▶ _Excerpted passage_:
== Segment start ==

SDN: How Micro-Segmentation Can Protect Data – Part 1 of 2
As software-defined networking (SDN) technologies have become more prevalent and organizational perimeters have become blurred, micro-segmentation is emerging as a critical requirement for protecting the data within these virtualized environments.
Micro-segmentation is a security concept that allows for the separation and protection of virtualized, core data center components. In micro-segmentation, these logical components, such as network and virtual machines (e.g. workloads), are assigned granular security policies that can be flexibly applied, even across cloud environments. Workloads within micro-segmented environments can move between data centers, as well as between hybrid cloud environments.
The Benefits of Workload-Centric Security
In traditional data centers, systems are typically tied to networks and physical hardware that are static in nature. In virtualized environments, it’s common for virtual machines (VMs) to dynamically come online and go offline, as needed, as workloads change. Micro-segmentation, commonly associated with Forrester’s “Zero Trust” architecture concept, is where all networks are considered “untrusted.” This method involves a granular approach to verifying and securing all resources; limiting, and strictly enforcing access control across all systems, devices and channels; and logging all traffic (North-South and East-West).

== Segment end ==

▶ _Activity 1_: Please retype the stretch of the micro-segmentation article from "The Benefits of" through "(North-South and East-West).".
▶ _Activity 2_:
Answer these questions from the micro-segmentation article:
(a) What does micro-segmentation allow for?
(b) Whose architecture concept is micro-segmentation commonly associated with?
(c) In traditional data centers, what are systems typically tied to?
▶ _Activity 3_: Carry on the micro-segmentation article from its last sentence.

▶ _Information provided_:

== Segment start ==

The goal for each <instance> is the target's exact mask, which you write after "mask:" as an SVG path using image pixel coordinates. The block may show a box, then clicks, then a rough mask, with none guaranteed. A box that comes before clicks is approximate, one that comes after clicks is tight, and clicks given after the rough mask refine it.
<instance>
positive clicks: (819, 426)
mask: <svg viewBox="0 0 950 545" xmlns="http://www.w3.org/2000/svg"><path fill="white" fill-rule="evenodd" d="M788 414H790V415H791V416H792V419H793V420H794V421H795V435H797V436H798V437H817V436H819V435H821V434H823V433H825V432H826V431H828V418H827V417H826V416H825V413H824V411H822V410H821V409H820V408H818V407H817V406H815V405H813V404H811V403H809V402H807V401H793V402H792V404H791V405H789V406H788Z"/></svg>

== Segment end ==
== Segment start ==

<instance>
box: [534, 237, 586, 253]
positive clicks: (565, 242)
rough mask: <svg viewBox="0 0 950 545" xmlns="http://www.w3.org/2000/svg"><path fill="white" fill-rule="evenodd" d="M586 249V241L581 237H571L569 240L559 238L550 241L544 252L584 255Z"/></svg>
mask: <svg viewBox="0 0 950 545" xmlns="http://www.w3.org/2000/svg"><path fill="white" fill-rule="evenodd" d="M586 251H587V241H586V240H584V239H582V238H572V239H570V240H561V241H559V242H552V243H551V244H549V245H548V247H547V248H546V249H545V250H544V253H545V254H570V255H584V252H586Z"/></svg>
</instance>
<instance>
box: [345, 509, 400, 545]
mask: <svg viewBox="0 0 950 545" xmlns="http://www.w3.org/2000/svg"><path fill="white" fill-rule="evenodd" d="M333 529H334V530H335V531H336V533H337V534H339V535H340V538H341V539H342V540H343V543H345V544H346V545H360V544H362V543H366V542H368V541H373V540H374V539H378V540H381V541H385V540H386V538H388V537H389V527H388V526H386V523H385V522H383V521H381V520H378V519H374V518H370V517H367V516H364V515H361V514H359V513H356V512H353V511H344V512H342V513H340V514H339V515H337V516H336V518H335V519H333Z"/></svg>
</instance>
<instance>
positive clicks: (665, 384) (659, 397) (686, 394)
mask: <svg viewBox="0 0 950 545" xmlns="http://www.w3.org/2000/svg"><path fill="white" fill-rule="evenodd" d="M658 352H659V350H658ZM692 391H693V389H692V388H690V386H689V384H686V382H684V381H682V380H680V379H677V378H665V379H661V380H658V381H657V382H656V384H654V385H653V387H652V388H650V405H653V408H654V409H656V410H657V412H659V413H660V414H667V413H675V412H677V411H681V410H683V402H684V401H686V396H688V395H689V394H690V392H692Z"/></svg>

== Segment end ==
== Segment start ==

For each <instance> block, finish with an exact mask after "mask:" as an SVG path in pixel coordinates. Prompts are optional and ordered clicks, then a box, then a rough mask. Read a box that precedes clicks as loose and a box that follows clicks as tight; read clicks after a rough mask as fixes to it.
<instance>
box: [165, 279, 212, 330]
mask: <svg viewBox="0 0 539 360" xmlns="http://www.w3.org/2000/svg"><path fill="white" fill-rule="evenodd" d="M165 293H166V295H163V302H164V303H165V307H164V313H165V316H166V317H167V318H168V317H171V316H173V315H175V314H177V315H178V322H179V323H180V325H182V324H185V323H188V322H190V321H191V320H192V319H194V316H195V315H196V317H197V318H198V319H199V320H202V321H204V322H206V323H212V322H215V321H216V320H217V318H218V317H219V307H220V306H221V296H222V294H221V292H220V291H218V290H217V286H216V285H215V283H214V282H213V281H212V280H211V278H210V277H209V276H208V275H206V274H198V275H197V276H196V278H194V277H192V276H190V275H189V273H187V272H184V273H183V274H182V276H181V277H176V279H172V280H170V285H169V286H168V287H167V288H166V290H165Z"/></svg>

== Segment end ==

▶ _Task answer 1_:
The Benefits of Workload-Centric Security
In traditional data centers, systems are typically tied to networks and physical hardware that are static in nature. In virtualized environments, it’s common for virtual machines (VMs) to dynamically come online and go offline, as needed, as workloads change. Micro-segmentation, commonly associated with Forrester’s “Zero Trust” architecture concept, is where all networks are considered “untrusted.” This method involves a granular approach to verifying and securing all resources; limiting, and strictly enforcing access control across all systems, devices and channels; and logging all traffic (North-South and East-West).

▶ _Task answer 2_:
(a) The separation and protection of virtualized, core data center components.
(b) Forrester's "Zero Trust" architecture concept.
(c) Networks and physical hardware that are static in nature.

▶ _Task answer 3_:
In contrast with the traditional approach of restricting and limiting traffic with segregated networks, workloads can be tagged with labels and granular trust restricted accordingly. Using micro-segmentation, various types of policies can be applied to workloads including factors such as cloud location, environment (e.g. dev, staging, production), and regulatory compliance requirement (e.g. PCI, HIPAA, SOX).
One key advantage of micro-segmentation is the ability to create micro-perimeters that are focused around the protection of critical data. During a breach, an attacker will typically gain access to system with lower priority system and then move laterally within the organization’s network, gaining privileges and escalating until they reach the most sensitive systems and data. Micro-segmentation limits this activity by applying granular security policies to all workloads within the organization’s private, public and hybrid clouds. This allows organizations to shrink their attack surface, limit the attacker’s freedom of movement and reduce the scope of compliance.
The Micro-Segmentation Market Leaders
While the concept of micro-segmentation for protecting cloud workloads is relatively new, the leading partners pioneering the space are well known. VMWare, the world’s leading virtualization provider, provides micro-segmentation capabilities with NSX. Cisco offers micro-segmentation capabilities with its Cisco ACI product. Juniper Networks is another leading technology provider of micro-segmentation with their Contrail Security product.
Each of these solutions tackles the micro-segmentation issue differently. VMWare’s NSX is a hypervisor-driven network solution that requires the traffic to be handled entirely within the virtual environment, utilizing VMWare components such as vCenter and vMotion. Alternatively, Cisco’s ACI requires that the correct underlying network infrastructure, specifically Cisco Nexus 9000 switches and Nexus fabric, be in place. Juniper’s Contrail is based on the OpenStack Neutron SDN platform that uses an SDN controller, called the Contrail Controller.
For enterprises that already have an extensive VMWare infrastructure, integrating NSX should be relatively straight-forward. With the exception of the NSX component, the majority of the infrastructure requirements should already be in place.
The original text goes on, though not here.